Entries start

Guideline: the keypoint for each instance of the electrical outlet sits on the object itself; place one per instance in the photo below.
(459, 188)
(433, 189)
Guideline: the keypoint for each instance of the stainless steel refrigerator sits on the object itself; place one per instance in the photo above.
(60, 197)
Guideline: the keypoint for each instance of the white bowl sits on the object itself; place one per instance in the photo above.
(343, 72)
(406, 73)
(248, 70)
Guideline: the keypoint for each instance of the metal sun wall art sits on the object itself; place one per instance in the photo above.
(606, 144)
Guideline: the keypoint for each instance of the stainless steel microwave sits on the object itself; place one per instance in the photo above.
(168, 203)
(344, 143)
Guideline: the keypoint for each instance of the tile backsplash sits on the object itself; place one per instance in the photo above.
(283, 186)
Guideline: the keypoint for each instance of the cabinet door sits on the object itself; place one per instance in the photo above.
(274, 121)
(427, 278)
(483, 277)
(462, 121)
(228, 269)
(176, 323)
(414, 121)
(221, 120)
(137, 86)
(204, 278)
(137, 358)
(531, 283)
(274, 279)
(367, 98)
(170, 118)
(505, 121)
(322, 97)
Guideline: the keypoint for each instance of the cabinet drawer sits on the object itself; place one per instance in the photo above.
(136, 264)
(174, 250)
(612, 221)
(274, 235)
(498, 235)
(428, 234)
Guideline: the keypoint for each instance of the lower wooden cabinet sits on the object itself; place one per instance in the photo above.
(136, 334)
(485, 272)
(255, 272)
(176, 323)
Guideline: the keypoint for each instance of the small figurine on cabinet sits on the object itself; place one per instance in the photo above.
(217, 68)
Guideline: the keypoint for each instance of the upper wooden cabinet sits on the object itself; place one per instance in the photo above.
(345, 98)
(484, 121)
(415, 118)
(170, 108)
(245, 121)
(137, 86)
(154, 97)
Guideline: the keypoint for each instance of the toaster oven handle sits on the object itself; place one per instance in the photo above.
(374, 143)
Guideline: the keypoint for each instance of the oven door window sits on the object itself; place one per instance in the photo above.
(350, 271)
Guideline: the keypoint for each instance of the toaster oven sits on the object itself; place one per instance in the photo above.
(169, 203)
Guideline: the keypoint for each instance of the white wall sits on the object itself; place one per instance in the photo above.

Entries end

Set down the listing in full, keeping every word exactly as it is.

Guideline: the keypoint for each instance of the electrical outlet sits on the object itself; place one per instance in the photo below.
(459, 188)
(433, 189)
Guideline: the keypoint for each instance of the stainless steel refrigerator sits on the object itself; place one per instance in the photo above.
(60, 197)
Guideline: the keypoint for each instance of the white bowl sits on the object itself; place one per instance in the photo above.
(343, 72)
(406, 73)
(248, 70)
Guideline: the keypoint for each instance of the metal sun wall art sits on the object itself; place one per instance in the photo above.
(606, 144)
Guideline: the keypoint for each instance of the stainless steel microwave sits on the object itself; place one per instance in the photo above.
(168, 203)
(344, 143)
Guideline: the keypoint for each instance of the tile backsplash sits on the object itself; place one per instance in the photo above.
(283, 186)
Guideline: the keypoint for each instance of the cabinet door sits on the object itself; place one per instance in the photo above.
(274, 121)
(427, 278)
(483, 277)
(462, 121)
(228, 269)
(176, 323)
(414, 121)
(221, 120)
(137, 86)
(204, 278)
(137, 358)
(531, 283)
(274, 279)
(367, 98)
(170, 118)
(505, 121)
(322, 97)
Guideline: the keypoint for each instance of the cabinet drawer sits on the object itself; place one per instance in the photo above.
(136, 264)
(174, 250)
(612, 221)
(274, 235)
(498, 235)
(428, 234)
Guideline: the keypoint for each instance of the lower wooden cabinet sits on the object itself; place one per instance in the photo above.
(136, 334)
(485, 272)
(255, 272)
(176, 323)
Guideline: the keypoint for each instance of the small figurine on cabinet sits on the object itself; place one per instance in the photo above.
(217, 68)
Guideline: the keypoint for each instance of the upper wooden cabinet sits on the object itself; place one per instance in the photo above.
(345, 98)
(484, 121)
(415, 118)
(170, 108)
(245, 121)
(137, 86)
(154, 97)
Guideline: the keypoint for each instance of the toaster oven handle sits on the object itself; place one per instance in the photo above.
(374, 143)
Guideline: the keypoint for each instance of the oven door window sits on the object itself; place one per instance in the photo above.
(350, 271)
Guideline: the keypoint for each instance of the toaster oven sits on the object itself; place one per instance in the photo above.
(169, 203)
Guideline: the keypoint for each instance of the white wall sits on the object itself; place one per instance in the photo above.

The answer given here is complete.